### [TASKS TO COMPLETE]
A. Duplicate the part of the membrane protein text below from "Now his group" up to and including "associated with disease.".
B. Answer these questions from the membrane protein text below:
(i) How long ago did Prof Caffrey return to Ireland from the United States?
(ii) In which superbug is Prof Caffrey's group studying membrane proteins?
(iii) Where was the Keystone Symposium on GPCRs hosted?

### [DOCUMENT SECTION]
Now his group has come up with a way to keep the sensitive proteins onside. They smash the membrane open with a soapy detergent, and then move the proteins into a thick substance called a "cubic mesophase", through which the proteins can happily march up to join the crystal face.

"It's quite a fascinating structure, extremely viscous, akin to a thick toothpaste," says Prof Caffrey, who returned to Ireland from the United States five years ago. He has developed a robot to dispense the gloopy liquid in tiny, picolitre quantities, and the system is attracting the attention of scientists around the world who want to crack the structures of hard-to-handle membrane proteins. And it's of particular interest to the pharmaceutical industry, because many membrane proteins act as gatekeepers or triggers for processes associated with disease.

PROF CAFFREY'S GROUP is now using the approach to look at membrane proteins in the superbug Pseudomonas to find out more about the signals the bacteria send to each other when they want to attack their human host.

"If you can intercept that process and essentially block it then the bacteria no longer go into that pathogenic mode and we hope they could live in a peaceful co-existence with the host," explains Prof Caffrey, whose work is funded by Science Foundation Ireland and the US National Institutes of Health.

Prof Caffrey spoke about his protein extraction method at the recent Keystone Symposium on GPCRs, which was hosted in Killarney, in collaboration with Science Foundation Ireland.

### [ENTRIES SUPPLIED]
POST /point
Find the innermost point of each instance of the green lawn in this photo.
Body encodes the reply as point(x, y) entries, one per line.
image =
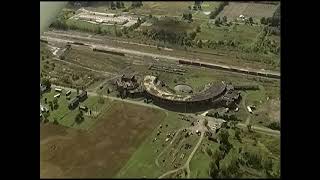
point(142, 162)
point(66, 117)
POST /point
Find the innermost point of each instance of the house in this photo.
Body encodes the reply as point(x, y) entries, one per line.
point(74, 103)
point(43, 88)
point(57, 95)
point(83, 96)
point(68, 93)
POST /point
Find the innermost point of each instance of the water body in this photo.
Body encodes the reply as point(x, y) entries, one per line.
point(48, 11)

==

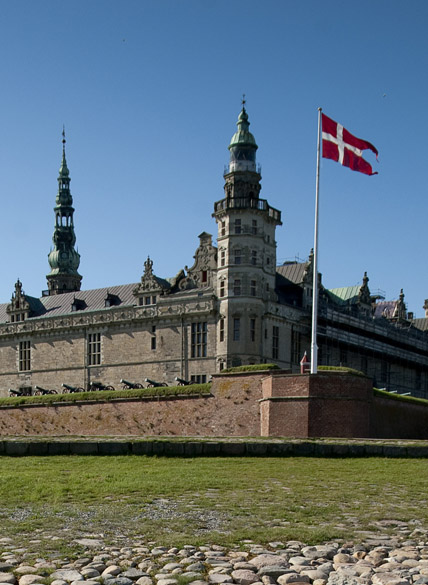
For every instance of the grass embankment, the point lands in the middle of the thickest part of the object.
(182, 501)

* * *

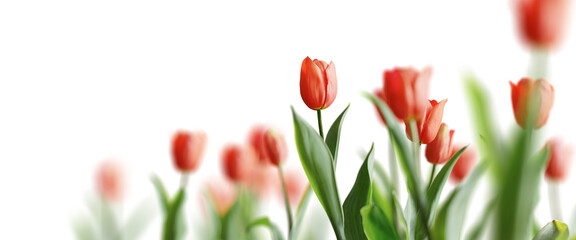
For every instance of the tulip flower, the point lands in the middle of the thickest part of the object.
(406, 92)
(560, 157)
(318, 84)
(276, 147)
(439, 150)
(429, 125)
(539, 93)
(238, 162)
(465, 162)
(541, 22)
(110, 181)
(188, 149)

### [ANSWERS]
A.
Now his group has come up with a way to keep the sensitive proteins onside. They smash the membrane open with a soapy detergent, and then move the proteins into a thick substance called a "cubic mesophase", through which the proteins can happily march up to join the crystal face.

"It's quite a fascinating structure, extremely viscous, akin to a thick toothpaste," says Prof Caffrey, who returned to Ireland from the United States five years ago. He has developed a robot to dispense the gloopy liquid in tiny, picolitre quantities, and the system is attracting the attention of scientists around the world who want to crack the structures of hard-to-handle membrane proteins. And it's of particular interest to the pharmaceutical industry, because many membrane proteins act as gatekeepers or triggers for processes associated with disease.

B.
(i) Five years ago.
(ii) Pseudomonas.
(iii) Killarney.